• PROBLEM DETAILS:
Write out the news article below on Great Lakes cleanup funding, word for word.

Biden: Infrastructure plan gives $1B for Great Lakes cleanup
LORAIN, Ohio – President Joe Biden declared Thursday that a $1 billion infusion from the bipartisan infrastructure deal would restore the Great Lakes harbors and tributary rivers that have been polluted by industrial toxins.
The president ventured close to the banks of Lake Erie to speak in Lorain, Ohio, a small city that once housed a shipbuilder, a Ford plant and a U.S. Steel factory and is now adapting to a post-industrial economy. Biden pledged that the investment in cleaning the waterways was as much about jobs as the environment, citing a note that Democratic Rep. Marcy Kaptur – who attended Thursday’s event – handed to him after an address last year to a joint session of Congress.
“That letter was about the Great Lakes,” the president said. “(They) support more than 1.3 million jobs in manufacturing tourism, transportation, warehousing, farming and fishing.”

• MATERIAL SHOWN:

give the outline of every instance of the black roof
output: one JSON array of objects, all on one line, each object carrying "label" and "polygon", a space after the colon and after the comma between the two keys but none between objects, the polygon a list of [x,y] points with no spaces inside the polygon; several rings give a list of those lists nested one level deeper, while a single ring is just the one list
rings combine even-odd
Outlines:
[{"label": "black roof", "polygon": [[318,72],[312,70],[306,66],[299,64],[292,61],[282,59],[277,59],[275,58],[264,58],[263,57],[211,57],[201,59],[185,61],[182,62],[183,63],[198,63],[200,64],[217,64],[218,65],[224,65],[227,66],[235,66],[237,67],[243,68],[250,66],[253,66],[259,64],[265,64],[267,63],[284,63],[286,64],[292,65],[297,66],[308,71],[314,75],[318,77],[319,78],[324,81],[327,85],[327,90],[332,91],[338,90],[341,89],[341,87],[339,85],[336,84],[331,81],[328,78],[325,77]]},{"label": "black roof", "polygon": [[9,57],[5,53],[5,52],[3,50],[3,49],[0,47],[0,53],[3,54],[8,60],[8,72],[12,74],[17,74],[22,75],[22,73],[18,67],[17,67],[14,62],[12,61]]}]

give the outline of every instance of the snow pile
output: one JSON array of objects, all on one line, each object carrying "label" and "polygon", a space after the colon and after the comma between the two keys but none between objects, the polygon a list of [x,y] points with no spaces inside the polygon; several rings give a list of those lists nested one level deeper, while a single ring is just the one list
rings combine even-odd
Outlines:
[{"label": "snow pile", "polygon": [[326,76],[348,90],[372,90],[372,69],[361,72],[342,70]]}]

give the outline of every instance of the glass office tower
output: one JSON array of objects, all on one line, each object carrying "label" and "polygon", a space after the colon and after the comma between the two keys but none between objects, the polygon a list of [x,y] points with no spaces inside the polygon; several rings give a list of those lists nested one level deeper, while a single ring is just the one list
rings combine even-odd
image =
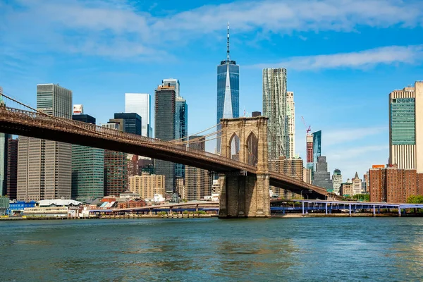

• EXERCISE RESULT:
Biden: Infrastructure plan gives $1B for Great Lakes cleanup
LORAIN, Ohio – President Joe Biden declared Thursday that a $1 billion infusion from the bipartisan infrastructure deal would restore the Great Lakes harbors and tributary rivers that have been polluted by industrial toxins.
The president ventured close to the banks of Lake Erie to speak in Lorain, Ohio, a small city that once housed a shipbuilder, a Ford plant and a U.S. Steel factory and is now adapting to a post-industrial economy. Biden pledged that the investment in cleaning the waterways was as much about jobs as the environment, citing a note that Democratic Rep. Marcy Kaptur – who attended Thursday’s event – handed to him after an address last year to a joint session of Congress.
“That letter was about the Great Lakes,” the president said. “(They) support more than 1.3 million jobs in manufacturing tourism, transportation, warehousing, farming and fishing.”